▶ _What to work on_:
(a) Answer these questions using the North Carolina COVID-19 report below, one answer per line, marked as the questions are.
(i) Who is the DHHS Secretary quoted in the report?
(ii) What total number of cases did the agency's most recent update Tuesday report?
(iii) How many new cases did the state add from Aug. 18 until Tuesday?
(b) Write the next part of the North Carolina COVID-19 report below, continuing from its last sentence.

▶ _Text section_:
+++

RALEIGH, N.C. (WNCN) — Nearly one-third of the new COVID-19 cases reported in North Carolina during the past week were between 18 and 24 years old, a CBS17.com data analysis found.
With area colleges announcing clusters on their campuses on an almost daily basis, CBS17.com analyzed the Department of Health and Human Services’ daily updates to its demographic breakdown of the state’s new cases to put into perspective how quickly the virus is spreading among the youngest adults — those of college age and slightly older.
“We knew that this was going to be something we needed to watch very closely,” DHHS Secretary Dr. Mandy Cohen said.
Those aged 18-24 account for 23,711 of the 157,741 total cases — or, 15 percent — since the start of the pandemic in March, according to the agency’s most recent update Tuesday.
But a closer look at the numbers illustrates how that percentage has grown recently.
That share of cases among all age groups has grown by a full percentage point from 14 percent — a significant change because of how large the total number of cases has become.
From Aug. 18 until Tuesday, the state added 10,962 new cases of COVID-19, with more than 3,000 of them in the 18-24 age bracket.

+++

Point localization data
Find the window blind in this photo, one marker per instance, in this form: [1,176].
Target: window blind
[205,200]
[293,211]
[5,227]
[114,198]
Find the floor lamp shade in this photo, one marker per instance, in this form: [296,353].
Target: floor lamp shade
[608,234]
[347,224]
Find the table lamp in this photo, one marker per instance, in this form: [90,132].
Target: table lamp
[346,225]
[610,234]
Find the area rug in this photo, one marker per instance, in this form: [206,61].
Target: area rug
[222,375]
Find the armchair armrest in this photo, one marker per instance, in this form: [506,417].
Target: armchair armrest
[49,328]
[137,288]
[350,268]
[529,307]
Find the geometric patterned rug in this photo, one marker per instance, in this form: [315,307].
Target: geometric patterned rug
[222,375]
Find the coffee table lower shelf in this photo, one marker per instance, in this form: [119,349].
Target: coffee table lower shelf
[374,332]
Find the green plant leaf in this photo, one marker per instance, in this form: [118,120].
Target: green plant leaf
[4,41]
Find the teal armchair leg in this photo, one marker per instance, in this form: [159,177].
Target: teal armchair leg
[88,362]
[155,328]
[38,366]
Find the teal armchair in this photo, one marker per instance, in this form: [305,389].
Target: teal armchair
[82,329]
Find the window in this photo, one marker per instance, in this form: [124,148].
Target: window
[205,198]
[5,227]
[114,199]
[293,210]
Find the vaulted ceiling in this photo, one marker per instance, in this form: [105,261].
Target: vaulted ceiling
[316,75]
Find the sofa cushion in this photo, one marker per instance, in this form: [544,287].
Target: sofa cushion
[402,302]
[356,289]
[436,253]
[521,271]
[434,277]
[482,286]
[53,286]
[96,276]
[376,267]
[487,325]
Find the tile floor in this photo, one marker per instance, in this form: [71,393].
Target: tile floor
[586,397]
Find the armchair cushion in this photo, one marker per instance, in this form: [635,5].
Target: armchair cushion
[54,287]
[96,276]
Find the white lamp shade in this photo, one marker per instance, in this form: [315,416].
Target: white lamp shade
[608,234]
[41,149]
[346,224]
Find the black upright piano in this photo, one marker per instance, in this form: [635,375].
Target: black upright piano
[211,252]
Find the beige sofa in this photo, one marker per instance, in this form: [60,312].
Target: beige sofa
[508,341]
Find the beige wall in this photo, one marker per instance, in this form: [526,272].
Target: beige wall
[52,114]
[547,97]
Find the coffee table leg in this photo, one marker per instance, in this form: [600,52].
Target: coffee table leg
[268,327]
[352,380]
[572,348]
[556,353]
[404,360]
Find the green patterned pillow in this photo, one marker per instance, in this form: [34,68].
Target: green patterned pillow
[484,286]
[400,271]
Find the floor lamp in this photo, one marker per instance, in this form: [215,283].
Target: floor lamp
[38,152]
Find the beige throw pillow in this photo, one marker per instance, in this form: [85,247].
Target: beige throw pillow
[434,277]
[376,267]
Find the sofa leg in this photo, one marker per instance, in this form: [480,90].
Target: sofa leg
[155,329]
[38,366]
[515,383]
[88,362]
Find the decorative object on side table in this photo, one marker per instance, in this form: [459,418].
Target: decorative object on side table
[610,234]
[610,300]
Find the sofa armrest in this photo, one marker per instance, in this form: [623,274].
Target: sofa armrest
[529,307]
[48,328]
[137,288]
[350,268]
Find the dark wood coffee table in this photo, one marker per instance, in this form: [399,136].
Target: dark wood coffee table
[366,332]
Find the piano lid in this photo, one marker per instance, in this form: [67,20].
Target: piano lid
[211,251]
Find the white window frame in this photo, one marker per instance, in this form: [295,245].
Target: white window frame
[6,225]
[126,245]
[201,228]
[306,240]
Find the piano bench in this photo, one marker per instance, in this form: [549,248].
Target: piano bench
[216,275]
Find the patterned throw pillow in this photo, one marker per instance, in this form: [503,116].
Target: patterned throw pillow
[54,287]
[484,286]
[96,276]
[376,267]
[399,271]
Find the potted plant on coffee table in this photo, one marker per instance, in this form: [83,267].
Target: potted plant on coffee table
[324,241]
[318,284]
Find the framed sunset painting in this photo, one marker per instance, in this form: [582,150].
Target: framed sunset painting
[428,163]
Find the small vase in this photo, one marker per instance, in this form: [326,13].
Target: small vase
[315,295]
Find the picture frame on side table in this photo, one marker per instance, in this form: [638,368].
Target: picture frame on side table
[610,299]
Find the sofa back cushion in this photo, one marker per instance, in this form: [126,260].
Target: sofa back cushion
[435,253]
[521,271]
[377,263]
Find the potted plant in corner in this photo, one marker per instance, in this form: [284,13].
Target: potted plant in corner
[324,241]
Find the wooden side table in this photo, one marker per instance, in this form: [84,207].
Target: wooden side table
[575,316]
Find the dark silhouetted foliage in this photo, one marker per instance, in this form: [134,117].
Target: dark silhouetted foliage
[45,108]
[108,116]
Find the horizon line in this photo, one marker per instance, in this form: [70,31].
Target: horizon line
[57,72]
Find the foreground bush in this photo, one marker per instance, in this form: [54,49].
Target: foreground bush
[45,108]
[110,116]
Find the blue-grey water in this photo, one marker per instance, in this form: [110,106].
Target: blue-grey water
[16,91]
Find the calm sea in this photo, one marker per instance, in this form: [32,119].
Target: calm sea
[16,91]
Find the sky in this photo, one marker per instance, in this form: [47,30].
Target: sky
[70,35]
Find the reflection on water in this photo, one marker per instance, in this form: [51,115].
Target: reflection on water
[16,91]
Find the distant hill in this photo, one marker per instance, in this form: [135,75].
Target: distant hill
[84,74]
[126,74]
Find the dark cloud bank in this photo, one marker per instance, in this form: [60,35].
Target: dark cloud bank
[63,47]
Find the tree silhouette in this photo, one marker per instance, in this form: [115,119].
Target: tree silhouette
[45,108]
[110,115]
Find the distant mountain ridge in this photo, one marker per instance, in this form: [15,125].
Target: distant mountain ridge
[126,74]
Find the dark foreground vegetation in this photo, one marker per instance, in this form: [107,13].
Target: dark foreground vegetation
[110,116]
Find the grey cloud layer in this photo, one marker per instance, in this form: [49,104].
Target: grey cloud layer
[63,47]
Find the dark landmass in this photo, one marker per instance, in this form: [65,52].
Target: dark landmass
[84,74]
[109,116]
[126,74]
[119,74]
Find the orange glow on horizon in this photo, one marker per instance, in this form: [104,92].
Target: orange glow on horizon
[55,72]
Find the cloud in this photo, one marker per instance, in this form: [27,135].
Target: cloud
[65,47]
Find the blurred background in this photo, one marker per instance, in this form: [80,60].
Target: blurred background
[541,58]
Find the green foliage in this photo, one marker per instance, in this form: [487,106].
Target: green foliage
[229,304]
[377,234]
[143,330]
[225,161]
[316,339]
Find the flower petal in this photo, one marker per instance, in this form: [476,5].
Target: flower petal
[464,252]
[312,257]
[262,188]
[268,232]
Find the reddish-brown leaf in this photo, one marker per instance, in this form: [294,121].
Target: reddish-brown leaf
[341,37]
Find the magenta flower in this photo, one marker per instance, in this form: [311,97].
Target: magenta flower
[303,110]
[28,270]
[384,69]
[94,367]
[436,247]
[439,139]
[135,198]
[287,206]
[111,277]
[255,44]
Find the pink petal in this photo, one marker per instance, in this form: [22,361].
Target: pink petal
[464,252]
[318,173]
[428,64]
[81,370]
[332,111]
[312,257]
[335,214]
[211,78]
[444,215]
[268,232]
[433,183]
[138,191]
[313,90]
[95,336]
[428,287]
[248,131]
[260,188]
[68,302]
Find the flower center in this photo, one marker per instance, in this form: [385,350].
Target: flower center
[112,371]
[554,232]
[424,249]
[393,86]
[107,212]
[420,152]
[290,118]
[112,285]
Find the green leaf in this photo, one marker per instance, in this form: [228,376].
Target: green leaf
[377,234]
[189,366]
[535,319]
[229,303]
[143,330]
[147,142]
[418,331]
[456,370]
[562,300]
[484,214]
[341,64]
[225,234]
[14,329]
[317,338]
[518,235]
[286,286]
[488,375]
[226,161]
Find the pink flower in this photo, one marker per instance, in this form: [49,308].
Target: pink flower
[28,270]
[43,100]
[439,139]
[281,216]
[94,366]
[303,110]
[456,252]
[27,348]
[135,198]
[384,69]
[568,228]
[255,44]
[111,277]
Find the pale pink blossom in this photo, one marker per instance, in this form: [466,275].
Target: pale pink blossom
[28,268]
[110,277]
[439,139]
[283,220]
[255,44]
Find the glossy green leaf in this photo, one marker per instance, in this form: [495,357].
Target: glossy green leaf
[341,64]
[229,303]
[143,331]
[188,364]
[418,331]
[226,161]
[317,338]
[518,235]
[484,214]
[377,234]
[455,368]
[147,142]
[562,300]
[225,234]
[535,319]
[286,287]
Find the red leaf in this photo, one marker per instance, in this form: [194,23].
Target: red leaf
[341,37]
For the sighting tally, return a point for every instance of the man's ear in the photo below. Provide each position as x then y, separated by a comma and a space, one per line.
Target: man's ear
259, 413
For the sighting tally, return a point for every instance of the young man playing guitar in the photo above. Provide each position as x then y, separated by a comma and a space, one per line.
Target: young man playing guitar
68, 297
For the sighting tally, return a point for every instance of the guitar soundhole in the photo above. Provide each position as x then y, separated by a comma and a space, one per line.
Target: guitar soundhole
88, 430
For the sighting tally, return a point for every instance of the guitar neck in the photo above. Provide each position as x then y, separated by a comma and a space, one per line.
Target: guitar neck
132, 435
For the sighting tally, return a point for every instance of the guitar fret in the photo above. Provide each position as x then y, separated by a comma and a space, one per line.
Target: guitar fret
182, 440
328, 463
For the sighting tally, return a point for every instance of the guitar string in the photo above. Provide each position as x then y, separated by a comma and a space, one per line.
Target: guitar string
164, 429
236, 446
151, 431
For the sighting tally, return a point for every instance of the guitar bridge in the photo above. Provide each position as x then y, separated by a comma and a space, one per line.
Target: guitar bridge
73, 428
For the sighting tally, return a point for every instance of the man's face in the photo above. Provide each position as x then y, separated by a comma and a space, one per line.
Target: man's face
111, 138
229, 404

+++

▶ _Answer list_:
(a)
(i) Dr. Mandy Cohen
(ii) 157,741
(iii) 10,962

(b)
And during that time, the number of cases involving people in that age group increased by 15 percent — while the cumulative total for those younger than 18 and older than 24 increased by just 6 percent.
And while nursing homes have been particular hot spots for COVID-19 throughout the pandemic — with a more vulnerable population living in relatively close quarters — the growth of cases over the past week in that age demographic appears to be slower by comparison: For those older than 65 years old, the number of cases increased by about 5 percent.
The trend among the youngest adults extends to the beginning of the month.
Over the past three weeks, the number of cases associated with people aged 18-24 increased by more than 30 percent while the total for all other age groups rose by slightly over 20 percent.
The past few weeks have been marked by clusters of COVID-19 popping up at colleges and universities across the state.
“And I think what we have been trying to do is make sure that we are understanding what are the drivers of that spread,” Cohen said. “And what we are seeing is that spread of virus is in social gatherings, parties, particularly ones that are off campus, as well as housing that is off campus.
“What that shows us is that, ‘Look, off-campus in particular is still subject to our executive orders, those that should be limiting gatherings and requiring face coverings,” she added. “Those are the things that really need to be part of the actions that everyone is taking.”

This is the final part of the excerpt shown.